Les premiers personnages de Beckett sont des errants, Ulysse sans Ithaque. Leur odyssée (quand ils se déplacent) ne les mène nulle part et ils arrivent mal à nous raconter comment ils y sont arrivés. Les personnages de ses derniers textes sont toujours des errants (quand ils arrivent à  bouger), mais maintenant allongés dans la boue, et qui, grattant le sol à  la recherche d’un autre, se meurent d’épuisement et d’incompréhension. Comme ces milliers de Roumains trouvés morts le jour de son décès dans le charnier que l’on sait. En silence.
 
Pendant un demi-siècle, la voix de Beckett ne s’est jamais éteinte. Après les grandes œuvres romanesques et théâtrales, elle s’est sans doute faite de plus en plus rare, mais elle ne s’est jamais tue, tentant toujours de dire et de redire courageusement ce dénuement de l’homme, ce vide de l’existence, cette tragédie grotesque du malheur humain où il ne se passe rien d’autre que l’horreur, l’insignifiance, l’incompréhension, le vieillissement et la déchéance. Avec humour et tendresse aussi. Heureusement.  « Au commencement était le calembour », ironisait-il.

→ **Enregistrements du corpus**:
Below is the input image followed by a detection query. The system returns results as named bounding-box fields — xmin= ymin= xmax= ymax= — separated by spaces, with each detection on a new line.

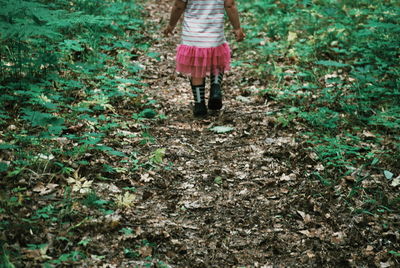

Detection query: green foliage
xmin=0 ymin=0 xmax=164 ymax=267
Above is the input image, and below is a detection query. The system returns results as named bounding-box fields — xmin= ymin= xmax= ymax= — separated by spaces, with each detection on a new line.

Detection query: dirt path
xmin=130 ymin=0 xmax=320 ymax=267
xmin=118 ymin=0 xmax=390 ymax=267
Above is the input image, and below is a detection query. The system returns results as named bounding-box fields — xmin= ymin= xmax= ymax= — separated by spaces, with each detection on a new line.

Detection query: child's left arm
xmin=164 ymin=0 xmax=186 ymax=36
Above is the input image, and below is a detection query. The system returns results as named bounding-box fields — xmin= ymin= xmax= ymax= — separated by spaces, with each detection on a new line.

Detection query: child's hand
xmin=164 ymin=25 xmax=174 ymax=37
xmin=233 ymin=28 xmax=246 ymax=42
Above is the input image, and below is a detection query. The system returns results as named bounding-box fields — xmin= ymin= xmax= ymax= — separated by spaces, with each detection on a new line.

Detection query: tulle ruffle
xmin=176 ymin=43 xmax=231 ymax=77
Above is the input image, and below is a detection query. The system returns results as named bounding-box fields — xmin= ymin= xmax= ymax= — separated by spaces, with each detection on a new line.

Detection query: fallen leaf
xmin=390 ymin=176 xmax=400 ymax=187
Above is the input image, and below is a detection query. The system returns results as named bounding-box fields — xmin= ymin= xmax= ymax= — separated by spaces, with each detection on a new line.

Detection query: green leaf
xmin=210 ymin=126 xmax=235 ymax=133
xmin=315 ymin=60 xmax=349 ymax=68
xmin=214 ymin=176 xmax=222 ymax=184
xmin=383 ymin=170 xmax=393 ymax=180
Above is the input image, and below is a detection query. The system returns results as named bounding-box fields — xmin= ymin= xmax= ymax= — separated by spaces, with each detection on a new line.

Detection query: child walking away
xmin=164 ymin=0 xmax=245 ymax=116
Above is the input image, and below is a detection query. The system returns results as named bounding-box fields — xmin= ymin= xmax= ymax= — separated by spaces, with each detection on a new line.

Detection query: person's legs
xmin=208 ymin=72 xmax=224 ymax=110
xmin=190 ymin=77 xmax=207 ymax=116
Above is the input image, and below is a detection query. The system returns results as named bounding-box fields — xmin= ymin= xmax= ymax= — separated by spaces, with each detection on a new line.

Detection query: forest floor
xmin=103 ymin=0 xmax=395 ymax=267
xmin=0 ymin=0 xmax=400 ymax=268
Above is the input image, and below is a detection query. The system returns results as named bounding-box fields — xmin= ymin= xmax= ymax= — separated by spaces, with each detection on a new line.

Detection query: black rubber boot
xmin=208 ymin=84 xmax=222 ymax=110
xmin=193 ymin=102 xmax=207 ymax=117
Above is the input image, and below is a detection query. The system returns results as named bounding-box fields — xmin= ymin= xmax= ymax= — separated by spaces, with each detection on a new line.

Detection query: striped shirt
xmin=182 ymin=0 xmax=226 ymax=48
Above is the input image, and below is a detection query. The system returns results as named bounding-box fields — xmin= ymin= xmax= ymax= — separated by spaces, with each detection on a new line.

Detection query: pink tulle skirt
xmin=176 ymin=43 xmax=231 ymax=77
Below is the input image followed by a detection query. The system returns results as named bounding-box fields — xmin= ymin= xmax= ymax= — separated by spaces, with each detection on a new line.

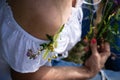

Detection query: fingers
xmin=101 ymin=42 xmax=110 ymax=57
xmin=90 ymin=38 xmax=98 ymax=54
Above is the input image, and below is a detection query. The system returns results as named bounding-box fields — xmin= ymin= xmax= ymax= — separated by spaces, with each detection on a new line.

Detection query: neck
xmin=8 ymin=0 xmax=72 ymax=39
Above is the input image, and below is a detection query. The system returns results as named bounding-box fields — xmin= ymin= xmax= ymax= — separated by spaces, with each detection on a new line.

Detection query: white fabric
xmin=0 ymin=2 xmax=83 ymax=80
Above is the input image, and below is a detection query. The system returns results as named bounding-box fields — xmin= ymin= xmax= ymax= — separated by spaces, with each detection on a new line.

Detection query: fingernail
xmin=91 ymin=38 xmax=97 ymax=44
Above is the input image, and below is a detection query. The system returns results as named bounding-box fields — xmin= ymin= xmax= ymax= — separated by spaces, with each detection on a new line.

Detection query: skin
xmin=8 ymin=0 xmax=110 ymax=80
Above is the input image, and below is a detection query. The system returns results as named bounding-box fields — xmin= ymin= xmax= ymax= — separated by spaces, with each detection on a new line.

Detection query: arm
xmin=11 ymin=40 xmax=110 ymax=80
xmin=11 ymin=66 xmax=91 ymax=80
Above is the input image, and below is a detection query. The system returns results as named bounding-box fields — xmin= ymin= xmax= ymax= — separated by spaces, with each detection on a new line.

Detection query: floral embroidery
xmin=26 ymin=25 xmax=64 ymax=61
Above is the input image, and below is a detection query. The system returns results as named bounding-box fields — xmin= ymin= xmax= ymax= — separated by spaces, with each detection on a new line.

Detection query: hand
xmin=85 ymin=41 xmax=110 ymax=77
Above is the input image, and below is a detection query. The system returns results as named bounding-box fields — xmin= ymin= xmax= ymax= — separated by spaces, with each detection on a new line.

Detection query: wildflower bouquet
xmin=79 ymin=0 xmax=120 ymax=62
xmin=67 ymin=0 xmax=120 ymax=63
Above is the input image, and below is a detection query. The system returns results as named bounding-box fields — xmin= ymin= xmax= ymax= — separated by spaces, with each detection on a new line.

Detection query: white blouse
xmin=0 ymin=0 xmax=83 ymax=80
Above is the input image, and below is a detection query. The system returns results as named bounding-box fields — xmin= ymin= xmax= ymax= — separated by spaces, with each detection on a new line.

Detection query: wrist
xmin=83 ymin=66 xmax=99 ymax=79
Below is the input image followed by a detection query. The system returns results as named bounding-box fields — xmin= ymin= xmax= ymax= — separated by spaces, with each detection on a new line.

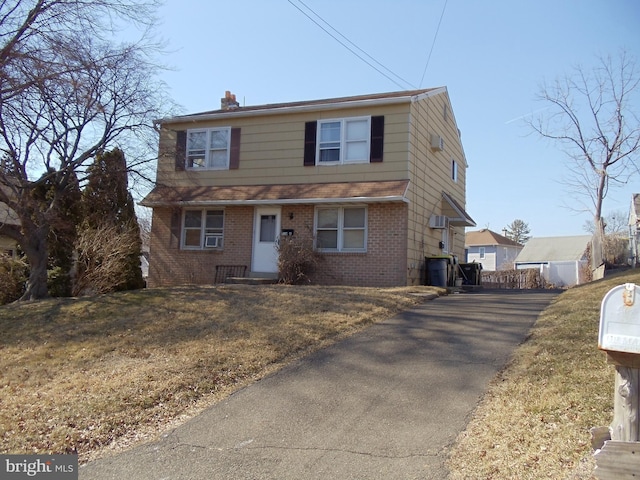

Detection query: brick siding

→ **Consigne**: D'après le texte sur Beckett, pendant combien de temps sa voix ne s'est-elle jamais éteinte ? Les enregistrements ne servent à rien ici.

→ **Corrigé**: Pendant un demi-siècle.